GIVEN TASK 1: In the forum thread on database purging, what purge setting does tom_l tell the poster to use instead of the custom schedule?
GIVEN TASK 2: Carry on the forum thread on database purging, starting right after its final sentence.

SELECTION:
---*---
Is it normal entity purging (and repacking) does not affect tables "statistics_short_term" (and related)? Also how to reduce size of "events" table?

ncd · June 29, 2024, 5:54pm

Answer from @tom_l

“Short term statistics (5 minute data) are down-sampled to hourly LTS (long term statistics) after your purge_keep_days interval setting.” [emphasis mine]

I know that the latest recommendation with the hist stats integrated into sensor history is to just use the default of 10 days and not bother but call me a sucker for punishment :).

I have a somewhat sophisticated set of per-entity deletion automation on different schedules (super high-frequency 3-days, 10days 30days 90 days and 180days). The default recorder is set to 365 days.

So while my states table is doing ok and is impacted by my purge schedule, I noticed the overall HA DB is still quite large and it seems to be due to two factors:

(1) statistics_short_term, ix_statistics_short_term_statistic_id_start_ts,`ix_statistics_short_term_start_ts1 do NOT seem to be impacted by purging at all. That seems super odd to me and a potential bug…?

(2) events table is also (more predictably) unaffected by purging.

So my two questions are: is (1) some kind of bug or expected? And is there any service that allows you to prune (2)?

Thanks.

After forcing all purges to happen and repacking.

tom_l · June 29, 2024, 11:24pm

Statistics are not purged.

Short term statistics (5 minute data) are down-sampled to hourly LTS (long term statistics) after your purge_keep_days interval setting.

So after down-sampling that’s 24 x 3 (max, min, avg) LTS data points per entity per day. Not a lot.

.

There is no need for your convoluted purge settings. Leave it at 10 days. The graph above is for this many entities (over 700 sensors):

alarm_control_panel: 1
automation: 303
binary_sensor: 233
button: 163
calendar: 3
camera: 13
climate: 3
conversation: 1
device_tracker: 2
event: 1
fan: 3
group: 1
image: 5
input_boolean: 21
input_datetime: 11
input_number: 34
input_select: 19
light: 58
lock: 11
media_player: 15
number: 100
person: 1
remote: 3
schedule: 7
script: 251
select: 89
sensor: 743  #### <----
stt: 1
sun: 1
switch: 84
tag: 7
todo: 4
tts: 1
update: 93
vacuum: 2
weather: 3
zone: 6

ncd · June 30, 2024, 1:54pm

Thanks Tom. ~~So why doesn’t the short term statistics data change after a purge? As you can see from my screen shots it didn’t budge at all (while the states table was reduced).~~

I’m not 100% convinced I don’t need any customization at all. There are two reason to have at least some form of it (though I admit I’ve gone overboard).

(1) long term statistics do NOT keep track of attributes and also only work for “measurement”. If I want to keep long-term track of binary sensors (eg how many things something happened) or attributes, I’m out of luck
This is a reason to keep the purge policy LONGER than 10 days.
---*---
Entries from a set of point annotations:
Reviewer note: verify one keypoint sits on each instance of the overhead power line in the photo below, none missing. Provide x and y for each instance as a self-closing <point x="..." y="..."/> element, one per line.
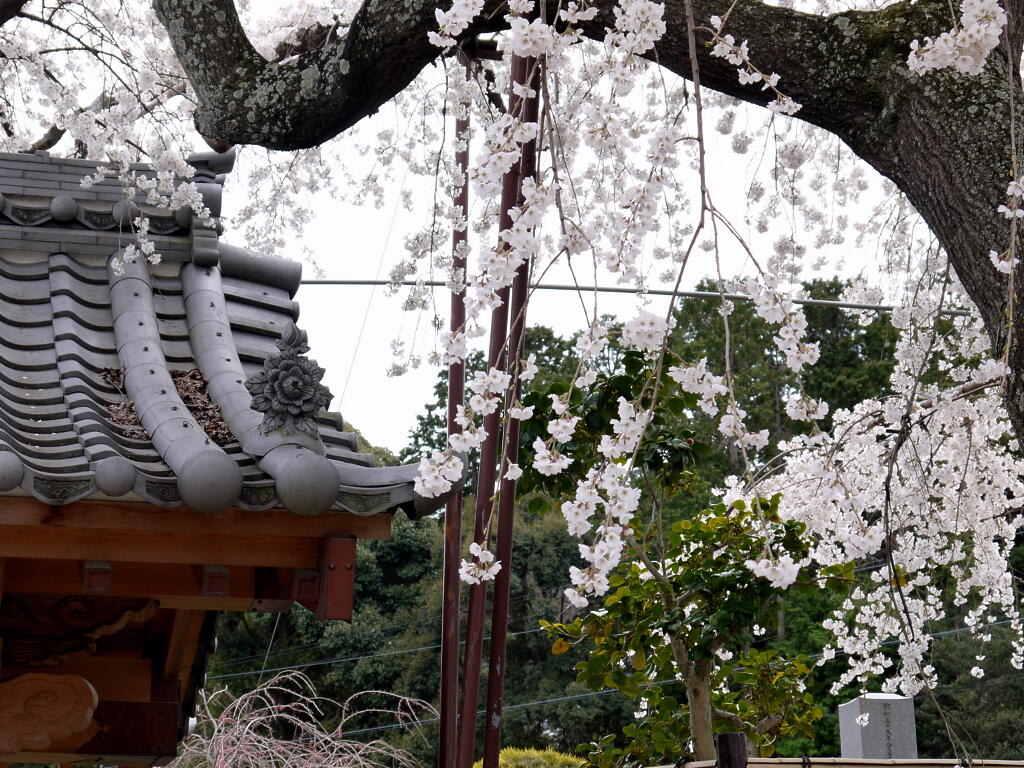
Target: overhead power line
<point x="651" y="292"/>
<point x="324" y="662"/>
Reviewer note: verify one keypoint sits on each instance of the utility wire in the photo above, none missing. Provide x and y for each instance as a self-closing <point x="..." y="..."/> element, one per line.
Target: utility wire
<point x="651" y="292"/>
<point x="324" y="662"/>
<point x="607" y="691"/>
<point x="385" y="628"/>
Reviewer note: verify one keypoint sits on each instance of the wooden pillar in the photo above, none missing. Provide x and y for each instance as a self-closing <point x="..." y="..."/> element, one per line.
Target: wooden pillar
<point x="732" y="751"/>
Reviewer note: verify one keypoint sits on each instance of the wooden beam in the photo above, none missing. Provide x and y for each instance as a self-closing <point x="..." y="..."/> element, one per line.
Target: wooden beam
<point x="173" y="586"/>
<point x="337" y="579"/>
<point x="145" y="517"/>
<point x="36" y="710"/>
<point x="160" y="547"/>
<point x="114" y="678"/>
<point x="176" y="643"/>
<point x="129" y="733"/>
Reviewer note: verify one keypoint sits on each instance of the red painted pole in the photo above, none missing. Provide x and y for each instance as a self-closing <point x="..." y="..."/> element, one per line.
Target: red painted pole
<point x="506" y="501"/>
<point x="488" y="470"/>
<point x="453" y="509"/>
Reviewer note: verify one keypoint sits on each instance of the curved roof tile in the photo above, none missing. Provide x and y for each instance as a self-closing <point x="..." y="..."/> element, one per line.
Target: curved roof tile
<point x="92" y="358"/>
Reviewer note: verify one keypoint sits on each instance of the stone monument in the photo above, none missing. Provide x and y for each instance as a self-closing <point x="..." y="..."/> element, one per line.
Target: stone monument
<point x="890" y="732"/>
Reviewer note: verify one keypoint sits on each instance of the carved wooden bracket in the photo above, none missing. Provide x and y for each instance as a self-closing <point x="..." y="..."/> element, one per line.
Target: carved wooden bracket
<point x="41" y="631"/>
<point x="36" y="710"/>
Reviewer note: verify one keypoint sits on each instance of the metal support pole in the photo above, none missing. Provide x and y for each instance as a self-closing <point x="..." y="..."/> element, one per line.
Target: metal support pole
<point x="506" y="501"/>
<point x="487" y="472"/>
<point x="453" y="509"/>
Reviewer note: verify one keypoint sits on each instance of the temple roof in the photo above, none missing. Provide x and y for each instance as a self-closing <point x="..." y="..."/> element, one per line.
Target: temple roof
<point x="130" y="380"/>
---*---
EXERCISE RESULT 1: Leave it at 10 days.

EXERCISE RESULT 2:
(2) certain sensors are INCREDIBLY chatty and fixing them can be accomplished either by adding them as exclusions and then duplicating them as a “throttled” sensor (there is a platform for that) or pleading with the integration owner to change.
This is a reason to have MUCH shorter collecting intervals (if you want to avoid duplicating with throttling), e.g. 1 day. The reason is I do not want my DB to go over 1.5Gb or so just to keep backups/restores more reasonable (granted I’ve only had to restore once so far).

I can probably live with (2) and but (1) can be a real problem and currently HA doesn’t give us any tools to force a collection frequency at the sensor level like that. The only option is to set the global purge to a larger number of days and then have explicit settings for other settings to be purged earlier.

~~But back to my question, do you know why statistics_short_term wasn’t reduced?~~
EDIT
DOH, I just re-read your answer. You do explain it but I misunderstood the setting you were referring to. This is the global configuration.yaml setting. I see, so nothing will start getting purged until I hit 300 days (which is my global setting).
Thank you.

ncd · June 30, 2024, 1:59pm

Apologies @tom_l , another actual question this time :). What is the integration you are using to display your DB size over time?

tom_l · June 30, 2024, 8:51pm

System monitor for the sensor. InfluxDB for the long term data (2 years). Grafana for the graph.

You should not keep more than 30 days or so of state data in the Recorder database or you may suffer performance issues. For long term data use a time series database like InfluxDB or VictoriaMetrics.

ncd · June 30, 2024, 11:22pm

Do you need an external API key / cloud connection for graphana to plot/graph sensor data?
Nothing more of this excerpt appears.